Task instructions
Copy the records word for word, from the line holding "Class, indicate each instance of the paved" through the end of the records, inclusive.

Excerpts of pointing data
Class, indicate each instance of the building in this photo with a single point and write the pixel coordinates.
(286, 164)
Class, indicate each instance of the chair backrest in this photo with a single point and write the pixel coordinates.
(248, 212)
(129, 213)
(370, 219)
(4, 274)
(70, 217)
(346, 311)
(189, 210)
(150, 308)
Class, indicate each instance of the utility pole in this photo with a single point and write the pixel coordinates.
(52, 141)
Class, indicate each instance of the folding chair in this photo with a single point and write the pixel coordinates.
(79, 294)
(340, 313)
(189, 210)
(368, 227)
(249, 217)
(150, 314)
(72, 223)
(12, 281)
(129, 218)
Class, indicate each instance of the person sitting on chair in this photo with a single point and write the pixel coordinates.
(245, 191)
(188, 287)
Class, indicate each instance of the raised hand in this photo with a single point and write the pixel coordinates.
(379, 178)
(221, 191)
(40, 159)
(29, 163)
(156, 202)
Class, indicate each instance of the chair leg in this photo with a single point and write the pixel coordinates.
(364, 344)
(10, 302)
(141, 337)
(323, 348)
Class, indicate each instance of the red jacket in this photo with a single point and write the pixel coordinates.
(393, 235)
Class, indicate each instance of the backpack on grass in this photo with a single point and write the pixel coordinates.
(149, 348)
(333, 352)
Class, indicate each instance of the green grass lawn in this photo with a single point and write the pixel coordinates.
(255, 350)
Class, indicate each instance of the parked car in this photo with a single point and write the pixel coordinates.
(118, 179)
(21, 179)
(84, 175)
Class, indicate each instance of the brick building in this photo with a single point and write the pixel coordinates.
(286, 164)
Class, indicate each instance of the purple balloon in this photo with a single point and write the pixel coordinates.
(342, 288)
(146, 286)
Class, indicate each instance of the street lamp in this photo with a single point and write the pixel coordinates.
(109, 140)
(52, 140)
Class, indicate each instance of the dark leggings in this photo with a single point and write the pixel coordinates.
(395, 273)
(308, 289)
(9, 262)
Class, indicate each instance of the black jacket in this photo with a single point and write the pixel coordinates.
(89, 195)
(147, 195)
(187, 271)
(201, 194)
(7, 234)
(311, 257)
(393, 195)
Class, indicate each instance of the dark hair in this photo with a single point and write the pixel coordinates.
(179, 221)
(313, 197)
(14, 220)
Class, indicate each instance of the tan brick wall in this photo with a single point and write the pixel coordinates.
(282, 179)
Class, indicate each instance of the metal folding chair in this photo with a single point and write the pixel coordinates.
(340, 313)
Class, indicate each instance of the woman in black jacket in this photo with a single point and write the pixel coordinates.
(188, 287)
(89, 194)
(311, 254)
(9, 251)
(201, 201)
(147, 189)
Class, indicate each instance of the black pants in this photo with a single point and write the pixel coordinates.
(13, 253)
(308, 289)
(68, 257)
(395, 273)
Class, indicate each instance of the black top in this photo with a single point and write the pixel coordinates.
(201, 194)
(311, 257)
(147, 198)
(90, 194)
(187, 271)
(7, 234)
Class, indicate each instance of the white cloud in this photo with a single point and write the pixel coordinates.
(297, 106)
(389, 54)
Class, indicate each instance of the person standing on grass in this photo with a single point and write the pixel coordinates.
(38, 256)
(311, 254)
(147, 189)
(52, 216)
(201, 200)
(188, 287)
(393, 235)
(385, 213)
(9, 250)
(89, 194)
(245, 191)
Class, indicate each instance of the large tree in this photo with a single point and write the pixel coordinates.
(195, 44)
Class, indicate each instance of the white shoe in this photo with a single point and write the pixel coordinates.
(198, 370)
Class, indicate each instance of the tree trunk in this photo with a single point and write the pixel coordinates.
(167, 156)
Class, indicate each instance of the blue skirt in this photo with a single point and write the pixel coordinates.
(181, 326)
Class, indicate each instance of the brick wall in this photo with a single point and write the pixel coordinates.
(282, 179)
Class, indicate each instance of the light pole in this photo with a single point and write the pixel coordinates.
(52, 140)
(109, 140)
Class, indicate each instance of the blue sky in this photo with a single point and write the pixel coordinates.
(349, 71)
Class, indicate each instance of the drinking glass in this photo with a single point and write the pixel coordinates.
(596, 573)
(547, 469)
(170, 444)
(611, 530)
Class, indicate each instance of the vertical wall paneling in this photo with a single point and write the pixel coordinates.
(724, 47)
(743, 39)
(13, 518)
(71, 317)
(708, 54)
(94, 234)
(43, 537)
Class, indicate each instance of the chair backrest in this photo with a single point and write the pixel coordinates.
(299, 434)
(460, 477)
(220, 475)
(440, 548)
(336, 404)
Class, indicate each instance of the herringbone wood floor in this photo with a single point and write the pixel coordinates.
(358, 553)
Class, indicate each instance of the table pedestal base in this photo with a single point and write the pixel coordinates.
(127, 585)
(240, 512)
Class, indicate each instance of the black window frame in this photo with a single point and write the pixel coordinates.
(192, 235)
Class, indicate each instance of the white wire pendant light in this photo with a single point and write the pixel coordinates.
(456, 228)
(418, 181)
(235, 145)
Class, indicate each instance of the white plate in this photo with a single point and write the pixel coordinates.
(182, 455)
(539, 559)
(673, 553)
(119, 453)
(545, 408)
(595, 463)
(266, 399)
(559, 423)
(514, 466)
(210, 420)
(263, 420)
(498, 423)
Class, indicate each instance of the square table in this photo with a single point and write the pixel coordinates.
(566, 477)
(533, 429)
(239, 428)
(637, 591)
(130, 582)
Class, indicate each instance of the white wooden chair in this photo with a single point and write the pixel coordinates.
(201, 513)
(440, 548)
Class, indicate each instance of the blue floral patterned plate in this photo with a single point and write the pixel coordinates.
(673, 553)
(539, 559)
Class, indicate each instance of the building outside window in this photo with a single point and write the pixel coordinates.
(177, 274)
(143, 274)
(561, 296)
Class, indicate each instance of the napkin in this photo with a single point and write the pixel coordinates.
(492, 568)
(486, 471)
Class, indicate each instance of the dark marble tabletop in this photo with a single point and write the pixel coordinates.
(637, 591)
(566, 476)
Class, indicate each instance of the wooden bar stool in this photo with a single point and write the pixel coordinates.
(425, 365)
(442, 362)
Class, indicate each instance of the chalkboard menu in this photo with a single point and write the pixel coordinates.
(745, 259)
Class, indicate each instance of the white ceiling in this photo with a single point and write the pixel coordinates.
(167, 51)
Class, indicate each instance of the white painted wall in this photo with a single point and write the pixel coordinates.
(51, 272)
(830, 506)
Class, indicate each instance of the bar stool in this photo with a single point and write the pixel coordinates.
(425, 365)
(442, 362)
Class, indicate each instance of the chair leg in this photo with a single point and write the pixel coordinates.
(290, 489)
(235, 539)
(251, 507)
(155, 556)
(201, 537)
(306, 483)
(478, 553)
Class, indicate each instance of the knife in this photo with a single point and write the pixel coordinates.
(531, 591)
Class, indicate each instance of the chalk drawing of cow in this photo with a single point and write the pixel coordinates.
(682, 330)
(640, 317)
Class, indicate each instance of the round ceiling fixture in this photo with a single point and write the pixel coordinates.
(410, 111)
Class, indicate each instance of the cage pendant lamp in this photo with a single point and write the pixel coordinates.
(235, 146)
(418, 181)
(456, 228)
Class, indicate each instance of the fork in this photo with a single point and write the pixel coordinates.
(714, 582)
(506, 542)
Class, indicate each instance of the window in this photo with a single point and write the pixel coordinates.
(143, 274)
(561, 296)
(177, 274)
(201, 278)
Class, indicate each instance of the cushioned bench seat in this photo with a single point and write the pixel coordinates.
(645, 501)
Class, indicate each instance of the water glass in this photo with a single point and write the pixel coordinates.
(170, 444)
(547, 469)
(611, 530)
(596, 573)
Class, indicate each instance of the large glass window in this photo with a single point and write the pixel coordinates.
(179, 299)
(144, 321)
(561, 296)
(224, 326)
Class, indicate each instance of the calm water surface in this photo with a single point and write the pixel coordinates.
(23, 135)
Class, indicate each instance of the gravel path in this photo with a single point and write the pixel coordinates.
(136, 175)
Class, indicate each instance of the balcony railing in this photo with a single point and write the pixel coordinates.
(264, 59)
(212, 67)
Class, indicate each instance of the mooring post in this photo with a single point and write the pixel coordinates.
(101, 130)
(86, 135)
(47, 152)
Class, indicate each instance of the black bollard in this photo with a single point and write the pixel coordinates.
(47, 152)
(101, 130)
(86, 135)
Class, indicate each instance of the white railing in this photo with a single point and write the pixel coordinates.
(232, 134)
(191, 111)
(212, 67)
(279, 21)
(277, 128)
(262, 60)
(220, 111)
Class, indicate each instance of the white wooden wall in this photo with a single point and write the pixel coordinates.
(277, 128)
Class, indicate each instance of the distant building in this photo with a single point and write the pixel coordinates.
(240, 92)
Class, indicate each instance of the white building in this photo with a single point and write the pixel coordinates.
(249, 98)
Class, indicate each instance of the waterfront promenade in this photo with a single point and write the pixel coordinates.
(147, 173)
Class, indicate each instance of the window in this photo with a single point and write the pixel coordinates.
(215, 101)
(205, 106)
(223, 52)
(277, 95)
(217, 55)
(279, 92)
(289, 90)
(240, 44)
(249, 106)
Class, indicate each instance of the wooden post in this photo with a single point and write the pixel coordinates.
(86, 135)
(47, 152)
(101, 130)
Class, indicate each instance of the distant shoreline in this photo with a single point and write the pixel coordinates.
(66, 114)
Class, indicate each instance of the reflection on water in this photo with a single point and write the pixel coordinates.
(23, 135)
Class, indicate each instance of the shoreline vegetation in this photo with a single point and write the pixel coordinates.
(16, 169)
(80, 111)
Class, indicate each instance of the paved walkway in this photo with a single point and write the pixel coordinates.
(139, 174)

Answer to the problem
Class, indicate each instance of the paved walkway in this photo with a single point and write the pixel coordinates.
(139, 174)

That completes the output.